● **EXERCISE AIM**
A full and exact copy of the listing that follows is needed.

● **SUPPLIED DATA**
______

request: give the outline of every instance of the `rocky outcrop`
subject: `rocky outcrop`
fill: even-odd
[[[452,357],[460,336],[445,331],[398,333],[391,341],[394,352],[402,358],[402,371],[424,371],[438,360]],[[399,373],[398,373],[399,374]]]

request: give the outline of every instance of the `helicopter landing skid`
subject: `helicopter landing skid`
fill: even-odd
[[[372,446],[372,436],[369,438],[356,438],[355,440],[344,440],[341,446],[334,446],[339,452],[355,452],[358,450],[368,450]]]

______

● **WRITTEN SOLUTION**
request: give the outline of every instance of the `rocky outcrop`
subject: `rocky outcrop`
fill: even-odd
[[[452,357],[460,336],[445,331],[398,333],[391,341],[394,352],[402,358],[402,371],[424,371],[438,360]],[[399,373],[398,373],[399,374]]]

request: give the outline of every instance of the `helicopter landing skid`
subject: `helicopter landing skid`
fill: even-odd
[[[372,446],[372,436],[369,438],[356,438],[355,440],[344,440],[341,446],[334,446],[339,452],[355,452],[358,450],[368,450]]]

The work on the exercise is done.